**YOUR GOAL**
Please copy the rows below word for word, from the line with "Where can you see the harvested" to the line with "column 563, row 306", including both of those lines.

**DATASET EXCERPTS**
####

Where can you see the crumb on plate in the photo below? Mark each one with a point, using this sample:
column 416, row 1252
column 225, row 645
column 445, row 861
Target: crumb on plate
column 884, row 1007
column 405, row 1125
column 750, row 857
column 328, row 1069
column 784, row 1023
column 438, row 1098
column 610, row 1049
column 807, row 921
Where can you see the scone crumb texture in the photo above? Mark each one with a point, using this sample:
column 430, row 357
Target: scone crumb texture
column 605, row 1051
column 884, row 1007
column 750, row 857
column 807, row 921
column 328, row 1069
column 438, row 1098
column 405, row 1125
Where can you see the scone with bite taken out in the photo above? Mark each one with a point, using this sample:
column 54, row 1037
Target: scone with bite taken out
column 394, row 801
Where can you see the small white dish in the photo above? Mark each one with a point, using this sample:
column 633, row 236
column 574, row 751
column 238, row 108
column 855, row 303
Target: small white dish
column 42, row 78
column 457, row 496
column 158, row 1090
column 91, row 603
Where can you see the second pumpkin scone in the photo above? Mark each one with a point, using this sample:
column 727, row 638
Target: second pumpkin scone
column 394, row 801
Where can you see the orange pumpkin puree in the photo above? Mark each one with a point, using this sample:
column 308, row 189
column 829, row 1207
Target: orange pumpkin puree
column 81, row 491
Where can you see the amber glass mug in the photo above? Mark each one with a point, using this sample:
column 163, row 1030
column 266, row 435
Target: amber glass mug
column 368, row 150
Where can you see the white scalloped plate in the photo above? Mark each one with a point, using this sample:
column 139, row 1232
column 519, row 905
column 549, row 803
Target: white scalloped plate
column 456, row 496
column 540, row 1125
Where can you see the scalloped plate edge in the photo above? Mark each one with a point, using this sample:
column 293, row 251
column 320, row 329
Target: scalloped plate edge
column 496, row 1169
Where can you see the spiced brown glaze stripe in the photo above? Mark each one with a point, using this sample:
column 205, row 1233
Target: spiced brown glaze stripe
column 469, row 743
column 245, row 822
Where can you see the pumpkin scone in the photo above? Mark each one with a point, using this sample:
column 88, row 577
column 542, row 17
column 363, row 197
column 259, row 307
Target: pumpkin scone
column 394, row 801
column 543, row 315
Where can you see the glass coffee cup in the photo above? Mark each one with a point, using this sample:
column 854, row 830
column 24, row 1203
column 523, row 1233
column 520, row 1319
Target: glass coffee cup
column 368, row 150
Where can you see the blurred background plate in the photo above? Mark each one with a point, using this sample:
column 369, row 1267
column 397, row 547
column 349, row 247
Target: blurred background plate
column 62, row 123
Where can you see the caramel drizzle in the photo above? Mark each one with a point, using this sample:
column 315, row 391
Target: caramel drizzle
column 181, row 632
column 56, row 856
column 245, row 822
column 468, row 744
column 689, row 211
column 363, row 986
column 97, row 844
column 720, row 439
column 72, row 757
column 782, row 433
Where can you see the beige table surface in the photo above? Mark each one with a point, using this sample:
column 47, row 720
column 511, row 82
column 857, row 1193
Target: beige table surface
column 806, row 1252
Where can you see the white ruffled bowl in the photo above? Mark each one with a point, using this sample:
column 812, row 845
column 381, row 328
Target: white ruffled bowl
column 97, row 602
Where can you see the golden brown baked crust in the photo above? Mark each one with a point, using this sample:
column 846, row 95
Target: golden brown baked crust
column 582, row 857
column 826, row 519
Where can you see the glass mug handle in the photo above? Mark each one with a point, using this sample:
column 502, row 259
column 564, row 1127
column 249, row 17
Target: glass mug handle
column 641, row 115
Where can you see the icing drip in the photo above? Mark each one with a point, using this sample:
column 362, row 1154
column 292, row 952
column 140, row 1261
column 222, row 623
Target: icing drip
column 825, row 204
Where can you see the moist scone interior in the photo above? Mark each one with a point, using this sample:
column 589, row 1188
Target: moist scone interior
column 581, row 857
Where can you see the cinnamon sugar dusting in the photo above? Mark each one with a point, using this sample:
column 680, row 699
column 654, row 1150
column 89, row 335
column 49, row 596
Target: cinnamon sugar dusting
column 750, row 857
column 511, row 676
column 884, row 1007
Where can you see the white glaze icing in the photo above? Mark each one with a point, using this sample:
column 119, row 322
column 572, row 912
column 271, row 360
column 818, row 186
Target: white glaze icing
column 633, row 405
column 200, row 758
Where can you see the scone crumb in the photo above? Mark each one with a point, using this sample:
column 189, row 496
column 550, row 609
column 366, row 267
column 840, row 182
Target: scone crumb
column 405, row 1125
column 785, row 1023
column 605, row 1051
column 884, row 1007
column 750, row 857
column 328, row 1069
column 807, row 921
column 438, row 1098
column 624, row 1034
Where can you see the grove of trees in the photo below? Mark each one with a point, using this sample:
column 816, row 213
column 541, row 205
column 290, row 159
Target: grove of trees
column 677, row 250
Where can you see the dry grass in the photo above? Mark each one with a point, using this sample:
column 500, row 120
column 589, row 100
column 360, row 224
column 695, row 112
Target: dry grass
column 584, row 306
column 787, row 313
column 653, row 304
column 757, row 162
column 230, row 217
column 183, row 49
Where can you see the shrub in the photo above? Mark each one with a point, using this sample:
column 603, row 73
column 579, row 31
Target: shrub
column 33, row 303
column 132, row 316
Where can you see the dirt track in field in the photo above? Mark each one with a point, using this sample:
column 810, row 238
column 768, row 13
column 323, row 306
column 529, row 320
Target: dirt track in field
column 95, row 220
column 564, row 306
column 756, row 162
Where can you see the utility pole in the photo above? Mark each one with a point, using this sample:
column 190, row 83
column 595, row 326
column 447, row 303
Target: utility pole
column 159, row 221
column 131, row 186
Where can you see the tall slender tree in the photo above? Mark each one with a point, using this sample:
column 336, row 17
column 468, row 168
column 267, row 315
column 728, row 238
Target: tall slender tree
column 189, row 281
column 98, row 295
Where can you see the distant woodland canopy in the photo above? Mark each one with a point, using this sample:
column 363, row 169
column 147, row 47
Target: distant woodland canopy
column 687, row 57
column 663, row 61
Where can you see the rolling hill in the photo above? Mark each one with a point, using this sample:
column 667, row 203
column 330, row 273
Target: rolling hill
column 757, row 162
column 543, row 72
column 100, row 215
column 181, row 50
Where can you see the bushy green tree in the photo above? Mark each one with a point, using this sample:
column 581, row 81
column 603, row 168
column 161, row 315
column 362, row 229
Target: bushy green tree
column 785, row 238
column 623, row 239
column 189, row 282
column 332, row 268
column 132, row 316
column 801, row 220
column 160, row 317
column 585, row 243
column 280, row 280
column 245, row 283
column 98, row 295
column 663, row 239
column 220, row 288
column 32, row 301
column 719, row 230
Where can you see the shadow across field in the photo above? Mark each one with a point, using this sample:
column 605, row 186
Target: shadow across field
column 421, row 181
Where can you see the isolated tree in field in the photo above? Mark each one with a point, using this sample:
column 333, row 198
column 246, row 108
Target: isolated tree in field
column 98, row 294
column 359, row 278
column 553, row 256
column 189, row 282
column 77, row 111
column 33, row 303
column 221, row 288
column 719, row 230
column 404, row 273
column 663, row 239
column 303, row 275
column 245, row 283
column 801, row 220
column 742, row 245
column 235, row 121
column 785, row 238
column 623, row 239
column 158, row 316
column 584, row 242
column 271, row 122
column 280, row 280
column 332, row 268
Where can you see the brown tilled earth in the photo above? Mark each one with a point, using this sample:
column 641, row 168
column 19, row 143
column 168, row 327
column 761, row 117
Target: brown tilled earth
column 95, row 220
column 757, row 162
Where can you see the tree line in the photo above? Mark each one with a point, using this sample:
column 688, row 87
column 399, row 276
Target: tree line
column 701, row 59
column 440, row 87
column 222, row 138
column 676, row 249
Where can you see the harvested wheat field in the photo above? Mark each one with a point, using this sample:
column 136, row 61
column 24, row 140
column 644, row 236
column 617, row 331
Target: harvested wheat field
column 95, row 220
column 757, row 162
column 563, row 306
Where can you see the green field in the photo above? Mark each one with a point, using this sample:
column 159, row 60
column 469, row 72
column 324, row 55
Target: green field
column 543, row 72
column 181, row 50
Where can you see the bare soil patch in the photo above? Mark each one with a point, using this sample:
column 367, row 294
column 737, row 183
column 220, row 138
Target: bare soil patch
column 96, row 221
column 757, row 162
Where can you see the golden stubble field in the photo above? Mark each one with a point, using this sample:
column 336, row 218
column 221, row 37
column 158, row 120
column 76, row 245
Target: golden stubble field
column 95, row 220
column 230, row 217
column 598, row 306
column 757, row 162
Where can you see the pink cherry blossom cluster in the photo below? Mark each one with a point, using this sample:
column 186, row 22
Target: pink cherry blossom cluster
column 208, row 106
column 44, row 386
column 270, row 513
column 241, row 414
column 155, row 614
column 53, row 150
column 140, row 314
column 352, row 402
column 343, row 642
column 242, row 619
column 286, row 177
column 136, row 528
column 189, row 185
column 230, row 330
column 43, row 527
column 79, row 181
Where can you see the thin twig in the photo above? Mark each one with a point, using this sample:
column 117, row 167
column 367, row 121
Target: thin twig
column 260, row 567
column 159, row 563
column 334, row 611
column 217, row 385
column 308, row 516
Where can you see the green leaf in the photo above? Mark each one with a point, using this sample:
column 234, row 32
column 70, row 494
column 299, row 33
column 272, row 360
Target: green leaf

####

**WRITTEN ANSWER**
Where can you see the harvested wheat field in the photo above? Mark each one with a point, using this sample:
column 136, row 61
column 24, row 140
column 644, row 236
column 617, row 331
Target: harvested wheat field
column 95, row 220
column 757, row 162
column 563, row 306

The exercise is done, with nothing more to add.